- INPUT FOR THIS TASK
---

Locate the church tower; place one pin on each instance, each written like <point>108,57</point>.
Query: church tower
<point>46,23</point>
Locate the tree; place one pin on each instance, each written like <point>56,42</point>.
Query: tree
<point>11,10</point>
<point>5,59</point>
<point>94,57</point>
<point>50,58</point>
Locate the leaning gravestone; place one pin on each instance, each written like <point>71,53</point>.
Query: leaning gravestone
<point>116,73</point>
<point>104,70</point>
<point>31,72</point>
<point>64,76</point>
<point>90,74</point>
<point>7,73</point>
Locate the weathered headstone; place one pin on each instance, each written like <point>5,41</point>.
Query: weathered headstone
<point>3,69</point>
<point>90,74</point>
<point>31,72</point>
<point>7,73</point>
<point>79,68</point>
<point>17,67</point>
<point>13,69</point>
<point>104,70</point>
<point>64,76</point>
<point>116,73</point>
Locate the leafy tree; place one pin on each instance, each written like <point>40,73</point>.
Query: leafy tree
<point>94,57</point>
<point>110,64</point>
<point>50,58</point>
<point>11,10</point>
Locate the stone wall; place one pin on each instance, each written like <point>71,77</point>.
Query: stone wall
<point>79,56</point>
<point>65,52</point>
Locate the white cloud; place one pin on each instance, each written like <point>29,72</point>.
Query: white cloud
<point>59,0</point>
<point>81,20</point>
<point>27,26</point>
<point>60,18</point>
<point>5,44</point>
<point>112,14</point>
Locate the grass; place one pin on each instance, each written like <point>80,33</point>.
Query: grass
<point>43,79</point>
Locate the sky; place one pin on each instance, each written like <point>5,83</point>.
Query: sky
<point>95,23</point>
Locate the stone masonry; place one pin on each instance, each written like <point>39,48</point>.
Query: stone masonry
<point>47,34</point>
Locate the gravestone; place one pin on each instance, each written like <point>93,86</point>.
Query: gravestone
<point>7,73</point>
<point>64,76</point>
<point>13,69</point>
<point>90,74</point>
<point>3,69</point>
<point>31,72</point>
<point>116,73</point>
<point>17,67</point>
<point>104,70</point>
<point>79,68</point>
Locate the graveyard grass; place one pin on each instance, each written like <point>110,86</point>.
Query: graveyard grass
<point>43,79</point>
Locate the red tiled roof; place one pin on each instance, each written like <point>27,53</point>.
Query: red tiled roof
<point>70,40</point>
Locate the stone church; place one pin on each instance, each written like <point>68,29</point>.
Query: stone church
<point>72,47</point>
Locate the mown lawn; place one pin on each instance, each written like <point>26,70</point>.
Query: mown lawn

---

- WHAT YOU SHOULD DO
Copy out word for word each line of the listing, from the very first line down to the line containing "Locate the leafy", and stop after that line.

- FINISHED TASK
Locate the church tower; place one pin on each instance, each written like <point>108,57</point>.
Query: church tower
<point>46,23</point>
Locate the tree; place one pin on each instance, each written like <point>56,42</point>.
Query: tree
<point>11,10</point>
<point>5,59</point>
<point>94,57</point>
<point>50,58</point>
Locate the leaning gravestone; place one pin on each instance, each written like <point>71,53</point>.
Query: leaning gravestone
<point>116,73</point>
<point>104,70</point>
<point>31,72</point>
<point>64,76</point>
<point>90,74</point>
<point>7,73</point>
Locate the weathered headstone; place one pin on each instance, each written like <point>5,41</point>.
Query: weathered headstone
<point>3,69</point>
<point>90,74</point>
<point>31,72</point>
<point>7,73</point>
<point>79,68</point>
<point>17,67</point>
<point>13,69</point>
<point>104,70</point>
<point>64,76</point>
<point>116,73</point>
Locate the leafy tree; place one pin on each instance, each written like <point>40,73</point>.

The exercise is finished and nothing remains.